→ Selected extract
# # # # # # #

From   Erasmo Giambona <[email protected]>
To   [email protected]
Subject   Re: st: p-values seem too low after regress with cluster option
Date   Wed, 15 Apr 2009 13:19:18 +0200

Thanks very much Eva.

Martin, Garry is a person who replied to my post. I think he just replied to me.

Erasmo

On Wed, Apr 15, 2009 at 12:10 PM, Eva Poen <[email protected]> wrote:
> Erasmo,
>
> in this STB article (
> http://www.stata.com/support/faqs/stat/stb13_rogers.pdf ) it says
> that, as long as the largest cluster size is no more than 5% of the
> observations, the variance estimator performs reasonably well (based
> on some experiments). So, one should roughly have at least 20 clusters
> or so. However, I am sure this doesn't hold in all generality.
>
> Maybe you can make a finer distinction of your industries? Like
> sub-industries or something? Also, it's worth looking at the
> literature in your field to see how other people handle this issue.
>
> Eva
>
>
>
>
> 2009/4/15 Erasmo Giambona <[email protected]>:
>> Dear Eva and Garry,
>>
>> Thanks very much for your help. Would that imply by any means that I
>> should avoid clustering in my case? Naively, it seems like I am
>> shrinking my sample from 304 to only 9 observations. Hope you can
>> comment on this.

# # # # # # #

→ Task objective
Return the email's wording from "On Wed, Apr" to "handle this issue.", character for character. Rely on the email above and nothing else.

# # # # # # #

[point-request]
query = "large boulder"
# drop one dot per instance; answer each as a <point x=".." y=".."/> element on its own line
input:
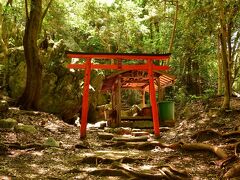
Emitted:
<point x="25" y="128"/>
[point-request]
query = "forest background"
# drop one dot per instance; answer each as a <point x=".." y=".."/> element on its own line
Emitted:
<point x="203" y="37"/>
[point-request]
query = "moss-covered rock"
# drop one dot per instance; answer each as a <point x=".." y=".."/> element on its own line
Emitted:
<point x="8" y="123"/>
<point x="51" y="142"/>
<point x="25" y="128"/>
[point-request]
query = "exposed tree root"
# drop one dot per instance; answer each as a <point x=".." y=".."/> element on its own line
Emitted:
<point x="212" y="134"/>
<point x="131" y="139"/>
<point x="200" y="146"/>
<point x="180" y="145"/>
<point x="165" y="172"/>
<point x="109" y="172"/>
<point x="206" y="135"/>
<point x="234" y="171"/>
<point x="101" y="160"/>
<point x="233" y="134"/>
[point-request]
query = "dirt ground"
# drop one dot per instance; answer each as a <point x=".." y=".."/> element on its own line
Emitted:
<point x="180" y="152"/>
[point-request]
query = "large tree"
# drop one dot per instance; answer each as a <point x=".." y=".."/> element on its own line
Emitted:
<point x="227" y="14"/>
<point x="31" y="94"/>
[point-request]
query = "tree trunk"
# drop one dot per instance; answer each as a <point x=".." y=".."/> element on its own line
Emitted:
<point x="4" y="52"/>
<point x="220" y="73"/>
<point x="174" y="28"/>
<point x="31" y="94"/>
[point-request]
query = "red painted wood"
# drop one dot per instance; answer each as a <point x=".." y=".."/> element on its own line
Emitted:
<point x="153" y="99"/>
<point x="118" y="56"/>
<point x="87" y="76"/>
<point x="150" y="67"/>
<point x="142" y="67"/>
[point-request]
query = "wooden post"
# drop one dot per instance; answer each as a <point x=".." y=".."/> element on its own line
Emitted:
<point x="119" y="102"/>
<point x="87" y="77"/>
<point x="143" y="97"/>
<point x="153" y="99"/>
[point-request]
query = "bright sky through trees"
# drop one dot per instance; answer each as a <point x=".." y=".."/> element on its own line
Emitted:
<point x="108" y="2"/>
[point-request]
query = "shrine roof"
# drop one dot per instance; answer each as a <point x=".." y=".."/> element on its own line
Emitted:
<point x="133" y="56"/>
<point x="133" y="79"/>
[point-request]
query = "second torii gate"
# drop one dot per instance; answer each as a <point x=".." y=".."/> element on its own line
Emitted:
<point x="88" y="65"/>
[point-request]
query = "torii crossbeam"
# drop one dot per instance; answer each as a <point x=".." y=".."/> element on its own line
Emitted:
<point x="88" y="65"/>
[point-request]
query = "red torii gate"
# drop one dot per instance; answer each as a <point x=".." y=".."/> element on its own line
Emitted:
<point x="88" y="65"/>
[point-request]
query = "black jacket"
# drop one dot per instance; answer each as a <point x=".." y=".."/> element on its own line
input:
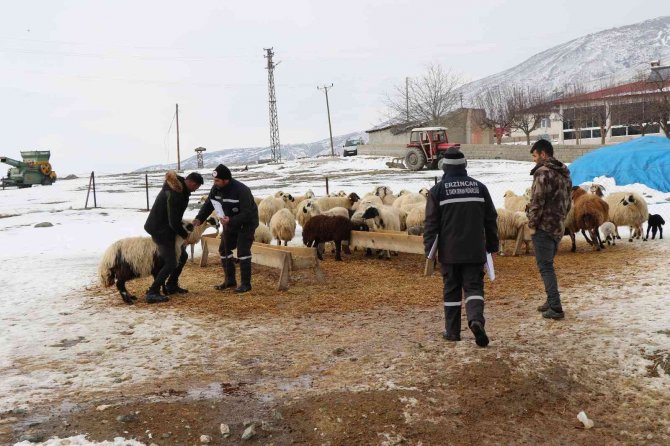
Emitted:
<point x="164" y="220"/>
<point x="237" y="203"/>
<point x="460" y="211"/>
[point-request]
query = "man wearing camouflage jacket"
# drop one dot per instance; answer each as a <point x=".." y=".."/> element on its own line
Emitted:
<point x="550" y="202"/>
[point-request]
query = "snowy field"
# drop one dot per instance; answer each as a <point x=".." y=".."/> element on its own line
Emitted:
<point x="71" y="347"/>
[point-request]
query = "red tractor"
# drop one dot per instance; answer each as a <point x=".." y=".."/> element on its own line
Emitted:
<point x="426" y="147"/>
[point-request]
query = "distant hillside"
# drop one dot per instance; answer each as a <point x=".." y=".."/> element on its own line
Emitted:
<point x="253" y="154"/>
<point x="613" y="55"/>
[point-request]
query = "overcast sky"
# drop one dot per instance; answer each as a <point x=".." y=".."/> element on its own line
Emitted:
<point x="97" y="82"/>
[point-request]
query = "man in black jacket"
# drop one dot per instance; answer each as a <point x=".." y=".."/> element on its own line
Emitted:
<point x="461" y="219"/>
<point x="164" y="225"/>
<point x="239" y="225"/>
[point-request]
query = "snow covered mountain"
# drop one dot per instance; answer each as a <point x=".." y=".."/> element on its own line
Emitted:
<point x="253" y="154"/>
<point x="595" y="60"/>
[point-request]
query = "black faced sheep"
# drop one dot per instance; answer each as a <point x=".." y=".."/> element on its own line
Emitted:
<point x="655" y="223"/>
<point x="324" y="228"/>
<point x="135" y="257"/>
<point x="590" y="213"/>
<point x="628" y="209"/>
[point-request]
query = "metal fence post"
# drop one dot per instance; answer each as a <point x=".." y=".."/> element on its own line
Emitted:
<point x="146" y="185"/>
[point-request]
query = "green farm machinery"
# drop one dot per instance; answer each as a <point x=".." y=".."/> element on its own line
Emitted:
<point x="34" y="169"/>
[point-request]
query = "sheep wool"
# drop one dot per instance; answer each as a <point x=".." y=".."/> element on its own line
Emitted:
<point x="282" y="226"/>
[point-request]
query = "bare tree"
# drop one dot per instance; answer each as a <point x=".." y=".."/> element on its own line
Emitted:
<point x="499" y="107"/>
<point x="574" y="117"/>
<point x="529" y="106"/>
<point x="659" y="81"/>
<point x="426" y="99"/>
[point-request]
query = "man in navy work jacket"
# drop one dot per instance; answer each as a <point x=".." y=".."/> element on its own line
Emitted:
<point x="239" y="225"/>
<point x="460" y="215"/>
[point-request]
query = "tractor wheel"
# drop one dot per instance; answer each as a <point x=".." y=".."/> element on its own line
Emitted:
<point x="415" y="159"/>
<point x="45" y="169"/>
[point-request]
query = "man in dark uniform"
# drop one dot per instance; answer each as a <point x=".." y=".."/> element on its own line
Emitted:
<point x="239" y="225"/>
<point x="164" y="225"/>
<point x="461" y="218"/>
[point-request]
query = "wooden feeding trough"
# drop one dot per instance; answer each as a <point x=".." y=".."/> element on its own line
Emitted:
<point x="284" y="258"/>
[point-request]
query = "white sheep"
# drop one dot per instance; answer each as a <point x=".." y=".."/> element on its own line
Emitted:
<point x="268" y="207"/>
<point x="608" y="232"/>
<point x="409" y="199"/>
<point x="333" y="212"/>
<point x="135" y="257"/>
<point x="597" y="189"/>
<point x="628" y="209"/>
<point x="326" y="203"/>
<point x="282" y="226"/>
<point x="262" y="234"/>
<point x="306" y="210"/>
<point x="509" y="225"/>
<point x="416" y="218"/>
<point x="385" y="193"/>
<point x="514" y="202"/>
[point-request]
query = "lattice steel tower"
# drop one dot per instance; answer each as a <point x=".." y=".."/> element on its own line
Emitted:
<point x="274" y="123"/>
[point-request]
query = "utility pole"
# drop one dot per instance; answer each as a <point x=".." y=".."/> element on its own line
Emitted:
<point x="330" y="129"/>
<point x="275" y="147"/>
<point x="407" y="98"/>
<point x="178" y="156"/>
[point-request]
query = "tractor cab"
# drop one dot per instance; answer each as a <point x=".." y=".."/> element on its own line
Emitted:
<point x="426" y="147"/>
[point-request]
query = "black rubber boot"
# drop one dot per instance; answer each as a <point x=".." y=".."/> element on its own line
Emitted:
<point x="245" y="276"/>
<point x="173" y="289"/>
<point x="155" y="297"/>
<point x="229" y="272"/>
<point x="480" y="334"/>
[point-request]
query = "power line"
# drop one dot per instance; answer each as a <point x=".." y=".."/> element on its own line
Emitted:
<point x="330" y="128"/>
<point x="275" y="147"/>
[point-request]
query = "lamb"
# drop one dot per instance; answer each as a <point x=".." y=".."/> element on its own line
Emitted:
<point x="655" y="223"/>
<point x="590" y="213"/>
<point x="262" y="234"/>
<point x="282" y="226"/>
<point x="326" y="203"/>
<point x="509" y="225"/>
<point x="268" y="207"/>
<point x="628" y="209"/>
<point x="608" y="232"/>
<point x="306" y="210"/>
<point x="514" y="202"/>
<point x="135" y="257"/>
<point x="324" y="228"/>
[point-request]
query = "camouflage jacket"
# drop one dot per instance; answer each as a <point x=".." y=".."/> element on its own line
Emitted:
<point x="550" y="197"/>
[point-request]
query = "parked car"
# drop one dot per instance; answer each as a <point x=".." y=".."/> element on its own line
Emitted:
<point x="351" y="147"/>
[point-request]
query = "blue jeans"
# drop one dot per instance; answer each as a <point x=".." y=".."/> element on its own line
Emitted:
<point x="546" y="246"/>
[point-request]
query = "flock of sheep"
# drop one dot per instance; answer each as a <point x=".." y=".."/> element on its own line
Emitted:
<point x="596" y="215"/>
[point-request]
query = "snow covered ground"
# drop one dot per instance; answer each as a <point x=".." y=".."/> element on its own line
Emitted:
<point x="54" y="344"/>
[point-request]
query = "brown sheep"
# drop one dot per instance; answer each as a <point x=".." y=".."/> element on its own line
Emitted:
<point x="324" y="228"/>
<point x="590" y="211"/>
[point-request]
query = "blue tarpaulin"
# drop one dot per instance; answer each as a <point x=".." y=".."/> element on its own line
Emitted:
<point x="644" y="160"/>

# # # # # # #

→ Expected answer
On Wed, Apr 15, 2009 at 12:10 PM, Eva Poen <[email protected]> wrote:
> Erasmo,
>
> in this STB article (
> http://www.stata.com/support/faqs/stat/stb13_rogers.pdf ) it says
> that, as long as the largest cluster size is no more than 5% of the
> observations, the variance estimator performs reasonably well (based
> on some experiments). So, one should roughly have at least 20 clusters
> or so. However, I am sure this doesn't hold in all generality.
>
> Maybe you can make a finer distinction of your industries? Like
> sub-industries or something? Also, it's worth looking at the
> literature in your field to see how other people handle this issue.